• [Document extract]:
■ ■ ■ ■

Hungary’s law on the response measures to the novel coronavirus epidemic has “stood the test of the rule of law” and it has been proven that the freedom of the press is not under threat in the country, the justice minister said in an interview to the Saturday edition of daily Magyar Nemzet. Judit Varga said the reason behind her recent op-ed for German conservative daily Die Welt was that she was aware of how Hungary was depicted in the press and readers needed balanced reporting so that they could decide the truth for themselves. The minister recommended everyone should be “brave” and “true to their own principles”. She said honesty had a “liberating” effect in western Europe, adding, at the same time, that “the presumption of guilt” was regularly applied to Hungary in the European Union. Varga said it was reasonable to question the legitimacy of an upcoming European parliamentary session on Hungary that had also been backed by European People’s Party MEPs.
Meanwhile, she said the German constitutional court’s decision to overrule a ruling by the Court of Justice of the European Union (CJEU) would be seen as a landmark ruling. “Lawyers had long waited for the moment when it came time to decide who gets to have the final say when the authority of an EU and a national body are in conflict with one another,” the minister said. “Who has the right to decide who gets to decide on which matters? According to our stance based on the concept of strong nation-states it is certainly the sovereign member state and the ultimate arbiter of these rights is the Constitutional Court,” she said. “The German constitutional court’s ruling strengthened the position that in this sense, the European Union is not equivalent to the united states of Europe.”

■ ■ ■ ■

• [What the task asks]:
List every word or phrase that the first paragraph of the article on Judit Varga's interview puts in quotation marks.

• [Data shown]:
■ ■ ■ ■

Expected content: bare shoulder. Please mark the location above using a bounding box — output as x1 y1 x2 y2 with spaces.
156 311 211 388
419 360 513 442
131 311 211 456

■ ■ ■ ■

• [Written solution]:
- "stood the test of the rule of law"
- "brave"
- "true to their own principles"
- "liberating"
- "the presumption of guilt"